* [Task] Copy out the 1970–71 college basketball season text word for word, in full.

* [Supplied text]
-- Start --
- Preseason AP No. 1: UCLA Bruins
- NCAA Tournament: 1971
- Tournament dates: March 13 – 27, 1971
- National Championship: Astrodome Houston, Texas
- NCAA Champions: UCLA Bruins
- Helms National Champions: UCLA Bruins
- Other champions: North Carolina Tar Heels (NIT)
- Player of the Year (Naismith, Wooden): Austin Carr, Notre Dame Fighting Irish (Naismith)
- Player of the Year (Helms): Austin Carr, Notre Dame Fighting Irish; Sidney Wicks, UCLA Bruins;

= 1970–71 NCAA University Division men's basketball season =

Men's collegiate basketball season

The 1970–71 NCAA University Division men's basketball season began in December 1970, progressed through the regular season and conference tournaments, and concluded with the 1971 NCAA University Division basketball tournament championship game on March 27, 1971, at the Astrodome in Houston, Texas. The UCLA Bruins won their seventh NCAA national championship with a 68–62 victory over the Villanova Wildcats.
-- End --
* [Entries shown]
-- Start --
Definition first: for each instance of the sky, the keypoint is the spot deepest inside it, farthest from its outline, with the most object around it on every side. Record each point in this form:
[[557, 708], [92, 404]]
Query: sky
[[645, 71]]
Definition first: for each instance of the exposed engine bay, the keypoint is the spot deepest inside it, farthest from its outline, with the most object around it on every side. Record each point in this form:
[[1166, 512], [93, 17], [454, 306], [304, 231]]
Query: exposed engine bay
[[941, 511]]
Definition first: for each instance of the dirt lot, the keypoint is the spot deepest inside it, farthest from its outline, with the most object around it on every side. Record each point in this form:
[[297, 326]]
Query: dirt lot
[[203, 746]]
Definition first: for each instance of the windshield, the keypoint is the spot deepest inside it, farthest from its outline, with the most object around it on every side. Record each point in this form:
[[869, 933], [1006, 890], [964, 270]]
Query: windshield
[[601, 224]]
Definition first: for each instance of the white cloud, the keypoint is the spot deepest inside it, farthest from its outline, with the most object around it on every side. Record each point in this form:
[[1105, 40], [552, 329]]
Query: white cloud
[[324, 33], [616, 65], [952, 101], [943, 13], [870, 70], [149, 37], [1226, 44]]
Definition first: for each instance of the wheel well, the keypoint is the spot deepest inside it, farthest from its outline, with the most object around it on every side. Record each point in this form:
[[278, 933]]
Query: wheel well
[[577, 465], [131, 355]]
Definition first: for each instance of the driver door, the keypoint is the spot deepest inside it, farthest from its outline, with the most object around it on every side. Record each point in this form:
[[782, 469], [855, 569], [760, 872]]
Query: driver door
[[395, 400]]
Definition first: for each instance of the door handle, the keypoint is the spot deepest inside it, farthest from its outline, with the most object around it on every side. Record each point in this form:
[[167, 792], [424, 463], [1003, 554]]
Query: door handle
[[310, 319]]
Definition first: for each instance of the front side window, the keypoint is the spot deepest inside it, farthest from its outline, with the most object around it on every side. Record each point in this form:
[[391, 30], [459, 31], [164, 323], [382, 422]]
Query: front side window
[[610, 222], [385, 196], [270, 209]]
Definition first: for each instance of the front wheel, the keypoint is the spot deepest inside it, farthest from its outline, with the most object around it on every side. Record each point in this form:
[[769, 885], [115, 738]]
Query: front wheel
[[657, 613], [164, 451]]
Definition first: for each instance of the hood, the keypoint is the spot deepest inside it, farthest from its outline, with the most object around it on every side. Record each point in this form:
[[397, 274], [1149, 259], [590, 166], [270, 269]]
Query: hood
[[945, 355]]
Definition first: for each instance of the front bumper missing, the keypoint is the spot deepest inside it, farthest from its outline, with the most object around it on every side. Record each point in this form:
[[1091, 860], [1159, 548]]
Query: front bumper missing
-- End --
* [Written solution]
- Preseason AP No. 1: UCLA Bruins
- NCAA Tournament: 1971
- Tournament dates: March 13 – 27, 1971
- National Championship: Astrodome Houston, Texas
- NCAA Champions: UCLA Bruins
- Helms National Champions: UCLA Bruins
- Other champions: North Carolina Tar Heels (NIT)
- Player of the Year (Naismith, Wooden): Austin Carr, Notre Dame Fighting Irish (Naismith)
- Player of the Year (Helms): Austin Carr, Notre Dame Fighting Irish; Sidney Wicks, UCLA Bruins;

= 1970–71 NCAA University Division men's basketball season =

Men's collegiate basketball season

The 1970–71 NCAA University Division men's basketball season began in December 1970, progressed through the regular season and conference tournaments, and concluded with the 1971 NCAA University Division basketball tournament championship game on March 27, 1971, at the Astrodome in Houston, Texas. The UCLA Bruins won their seventh NCAA national championship with a 68–62 victory over the Villanova Wildcats.